What you need to do:
A. From the excerpt on walking in bad weather, list the places Harriet Martineau names for the crossing her party made with a guide.
B. Please carry on the excerpt on walking in bad weather from the point where it stops.
======== Excerpt to read
Bad weather also reminds you that nature is not just there to cater to your holidays and everyday enjoyment. It is doing its own thing, and as a walker, you just join in and hope for the best. Bad weather can make it seem like nature is against you (which might be taking things too personally), but it is a humbling reminder that our bodies set physical limitations. The discomfort of walking in a cold rain or the danger of high winds when walking ridges brings you close to mortality. Harriet Martineau describes one frightening walk she took during a storm: “I am on a walking trip of 5 days with a dear niece & nephew from Birmm . . . Yesy, we happily had a guide in crossing Blake Fell, – from Emerdale water to Crummock. We set out in brilliant sunshine, – saw the thunder come up from the sea, had a vast wind, first in our faces, & then suddenly in our backs (throwg me flat) & then the storm closed down upon us & round us, while we saw, far far below, the vales & lakes lying in the calmest sunshine. In 3 minutes we were wet through & through, – waterproof knapsacks & all.” [i]

So much of our emotional and psychological state on a walk is tied to whether or not we are physically comfortable. This is why the outdoor apparel industry is robust: bodily comfort really matters, and often, walking in nature endangers bodily comfort. I spent many walks mentally evaluating if I was hungry or not and wondering when I could justify a break to eat my lunch. I triple checked each morning that I remembered my chapstick and extra socks. Dry Feet! Oh what I would do to keep dry feet—like walk an extra quarter mile just to avoid the boggy area on a path.

Muddy boot

Muddy boot.
================
======== Dataset extract
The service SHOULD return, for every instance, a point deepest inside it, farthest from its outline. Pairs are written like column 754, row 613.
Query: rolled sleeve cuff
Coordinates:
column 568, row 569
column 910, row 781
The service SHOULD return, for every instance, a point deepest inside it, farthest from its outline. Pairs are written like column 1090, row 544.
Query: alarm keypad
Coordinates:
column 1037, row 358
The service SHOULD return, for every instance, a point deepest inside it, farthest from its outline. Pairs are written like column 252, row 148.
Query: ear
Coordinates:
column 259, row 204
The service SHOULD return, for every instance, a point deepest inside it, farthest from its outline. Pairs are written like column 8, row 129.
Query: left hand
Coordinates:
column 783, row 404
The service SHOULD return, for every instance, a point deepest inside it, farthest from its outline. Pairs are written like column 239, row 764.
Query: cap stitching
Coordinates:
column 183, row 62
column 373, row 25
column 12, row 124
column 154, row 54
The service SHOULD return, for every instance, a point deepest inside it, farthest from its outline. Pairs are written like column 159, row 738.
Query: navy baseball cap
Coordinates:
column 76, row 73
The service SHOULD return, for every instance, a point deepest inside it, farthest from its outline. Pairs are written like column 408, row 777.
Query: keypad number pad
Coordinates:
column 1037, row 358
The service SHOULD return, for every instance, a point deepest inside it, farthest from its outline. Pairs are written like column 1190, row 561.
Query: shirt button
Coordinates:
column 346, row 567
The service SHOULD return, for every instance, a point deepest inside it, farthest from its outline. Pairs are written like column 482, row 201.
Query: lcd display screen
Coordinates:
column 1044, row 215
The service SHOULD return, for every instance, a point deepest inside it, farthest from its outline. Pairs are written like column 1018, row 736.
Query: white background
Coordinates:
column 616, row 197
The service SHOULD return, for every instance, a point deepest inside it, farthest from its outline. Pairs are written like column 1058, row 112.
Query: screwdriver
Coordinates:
================
Results of the exercise:
A. Blake Fell, Emerdale water, Crummock

B.
If the forecast does call for rain – do you still go for a walk? In my case, the answer was yes. I was only in the area for a week and I couldn’t waste a day just being inside. But walking in the rain, even just a steady drip, prevents us from experiencing many of the things that motivated us to walk in the first place: to enjoy views, the sunshine on our faces, and the sounds of birds and other wildlife. If you are walking with a rain jacket hood, your view even just a few inches to your left or right is obscured. At that point, you become locked into your thoughts and bodily sensations. Your concentration is spent determining where to step to avoid wet spots (even if they’re everywhere, you have to make a good faith effort to keep dry feet).  Hiking blogs advised us to choose walks in the woods or by waterfalls on rainy days, and to avoid peaks and ridges. The deaths on Striding Ridge and Helvellyn I was told about happened most often in rainy, foggy weather.

striding ridge

Striding Ridge.

Martineau mentions the treachery of ice in winter rain along even the most simple, mundane hike to a nearby waterfall called Stockghyll Force in Ambleside: “I found that in the winter, when I scrambled a few yards over a convex mass of ice, thinly covered with snow, which completely enveloped the road. I then fell, and could by no means get up again. Every attempt to move, ended in my sliding further to the edge of the little precipice” [ii]

Stockghyll Force

Stockghyll Force Watefall.

When the weather fails us (or fails our expectations, rather), it is frustrating. But perhaps even more frustrating is when our bodies fail us: when we don’t sleep well the night before and feel tired before the walk even begins, when our legs or lungs become exhausted before we want to stop, when hormones just make your body feel off and you end up thinking more about your physical discomfort than the natural beauty around you.

looking out at view

Looking out at the view.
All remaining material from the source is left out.